Text excerpt:
Mr. Planché remarks in night's Pictorial Shakespeare, that, "In elucidation of the particular expression made use of by Diodorus in describing the variegated tissues of the Gauls, and which has been translated "flowered with various colours in divisions," we have the account of Pliny, who after telling us that both the Gauls and Britons excelled in the art of making and dyeing cloth, and enumerating several herbs used for dyeing purple, scarlet, and other colours, says that they spun their fine wool so dyed, into yarn, which was woven chequer-wise so as to form small squares, some of one colour and some of another. Sometimes it was woven in stripes instead of chequers; and we cannot hesitate in believing that the tartan of the Highlanders (to this day called "the garb of old Gaul") and the checked petticoats and aprons of the modern Welsh peasantry are the lineal descendants of this ancient and picturesque manufacture."

Of the golden neck-chains, or torque, (torch or dorch in Welsh), there are several existing specimens. One has been found in silver, and several of brass. The bronze sword and small battle-axe, or celt, as it is called, of the ancient Britons, are to be found in many collections; and at Goodrich Court are two very large round bronze shields of the earlier period, and an oblong one of the Roman-British era. A smaller round shield, more recently found, is in the British Museum. Figures of Cassibelanus (mentioned in this play); an ancient Briton; of Boadicea; and other illustrative examples will be found in the editor's work on Dramatic Costumes. Dion Cassius describes the dress of a British queen in the person of the famous Bonduca or Boadicea. He tells us that she wore a torque of gold, a tunic of several colours all in folds, and over it a robe of coarse stuff. Her light hair fell down her shoulders far below the waist.

Task to carry out: Copy out the entire passage about ancient British and Gaulish dress word for word. Rely only on the passage about ancient British and Gaulish dress, and bring in nothing from outside it.

Supplied data:
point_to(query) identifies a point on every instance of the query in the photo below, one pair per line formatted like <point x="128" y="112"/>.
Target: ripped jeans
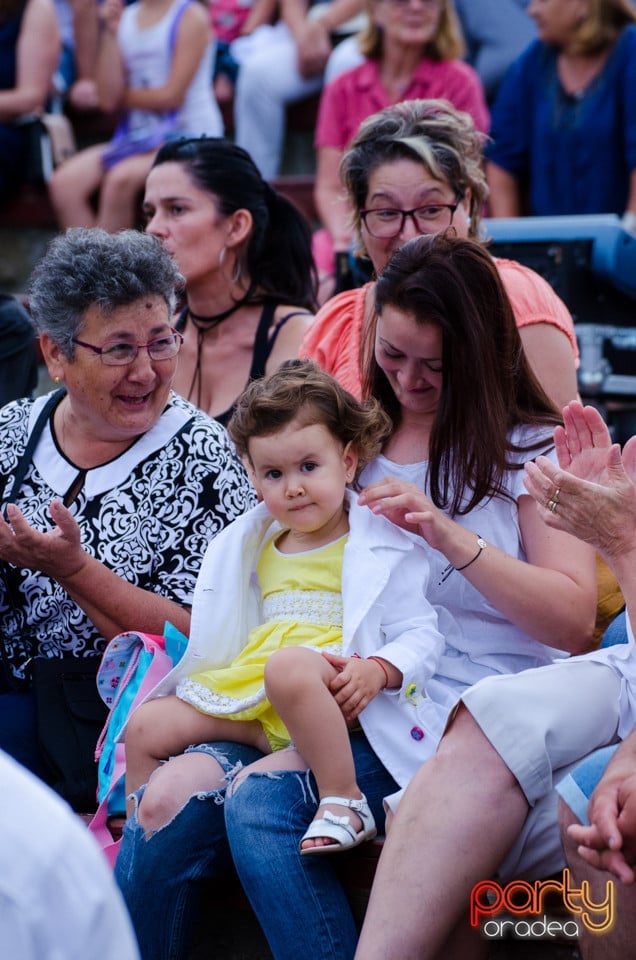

Result of this task:
Mr. Planché remarks in night's Pictorial Shakespeare, that, "In elucidation of the particular expression made use of by Diodorus in describing the variegated tissues of the Gauls, and which has been translated "flowered with various colours in divisions," we have the account of Pliny, who after telling us that both the Gauls and Britons excelled in the art of making and dyeing cloth, and enumerating several herbs used for dyeing purple, scarlet, and other colours, says that they spun their fine wool so dyed, into yarn, which was woven chequer-wise so as to form small squares, some of one colour and some of another. Sometimes it was woven in stripes instead of chequers; and we cannot hesitate in believing that the tartan of the Highlanders (to this day called "the garb of old Gaul") and the checked petticoats and aprons of the modern Welsh peasantry are the lineal descendants of this ancient and picturesque manufacture."

Of the golden neck-chains, or torque, (torch or dorch in Welsh), there are several existing specimens. One has been found in silver, and several of brass. The bronze sword and small battle-axe, or celt, as it is called, of the ancient Britons, are to be found in many collections; and at Goodrich Court are two very large round bronze shields of the earlier period, and an oblong one of the Roman-British era. A smaller round shield, more recently found, is in the British Museum. Figures of Cassibelanus (mentioned in this play); an ancient Briton; of Boadicea; and other illustrative examples will be found in the editor's work on Dramatic Costumes. Dion Cassius describes the dress of a British queen in the person of the famous Bonduca or Boadicea. He tells us that she wore a torque of gold, a tunic of several colours all in folds, and over it a robe of coarse stuff. Her light hair fell down her shoulders far below the waist.